Data records:
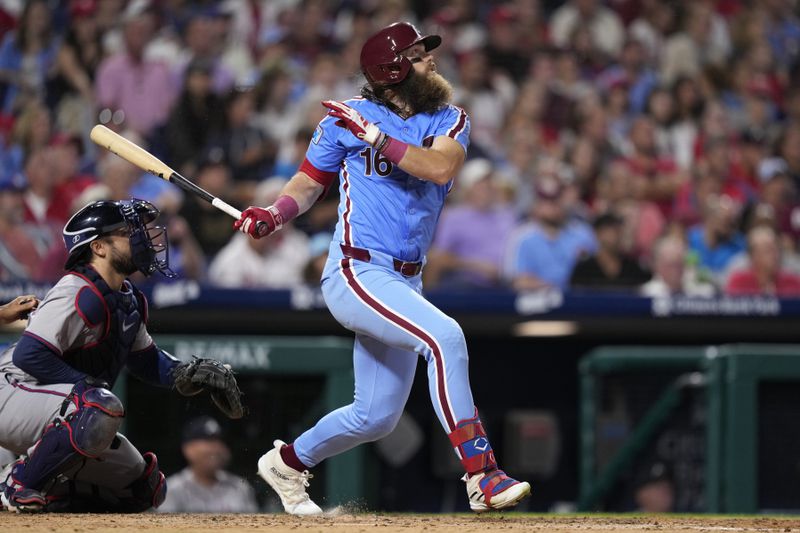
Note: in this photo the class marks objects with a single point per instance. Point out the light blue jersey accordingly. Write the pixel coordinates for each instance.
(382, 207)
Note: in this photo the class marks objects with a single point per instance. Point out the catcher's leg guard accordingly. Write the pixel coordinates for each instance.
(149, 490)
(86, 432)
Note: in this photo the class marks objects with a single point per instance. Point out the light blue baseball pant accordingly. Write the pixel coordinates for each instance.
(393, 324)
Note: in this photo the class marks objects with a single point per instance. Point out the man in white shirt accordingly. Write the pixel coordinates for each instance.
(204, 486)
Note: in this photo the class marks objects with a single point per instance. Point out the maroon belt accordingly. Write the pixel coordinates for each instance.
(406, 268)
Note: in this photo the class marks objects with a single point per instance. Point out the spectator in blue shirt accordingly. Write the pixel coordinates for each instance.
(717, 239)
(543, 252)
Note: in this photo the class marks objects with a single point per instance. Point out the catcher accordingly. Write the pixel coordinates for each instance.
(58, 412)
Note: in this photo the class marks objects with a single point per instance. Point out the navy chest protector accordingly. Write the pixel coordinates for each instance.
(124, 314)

▶ TASK BRIEF:
Keep the pictures out of your copy, and repeat every entry above exactly.

▶ REPLY:
Note: in this photo the class marks objects with a single point per instance. Point out the light blue jersey accordingly. Write the pixel coordinates for each instance.
(382, 207)
Note: in this photo the class marks objects with a single point per instance. Point out the catcher's leg guard accordingly. Write the pixel coordinates for each instance.
(149, 490)
(86, 432)
Note: in this photo the class marks objects with a single point per instance. Point out the light blue baseball pant accordingly. Write the pixel coordinates for each instance.
(393, 324)
Note: in this photo the class marks objects with a single point per instance. Point out the man in white shirt accordingly. Write the pixel coordinates for each instance.
(204, 486)
Note: in this photo the class marks objects with a single point per instance. Point out the maroon belt accordingly. Write the pixel coordinates for each instance.
(406, 268)
Note: in this photo the class marks objects with a single point per instance. Point out the spectator in blue shirt accordingly. Write the pixel coordinates for each instance.
(717, 239)
(543, 252)
Note: in this photo the class marks objects with a single point per instance. Point out the catcher accordingly. Write the pixel coordinates for each instance.
(58, 412)
Note: in this photo the class marks objects with a single point per instance. Point out the navy chest protector accordingly. Write the pixel coordinates for each instance.
(124, 314)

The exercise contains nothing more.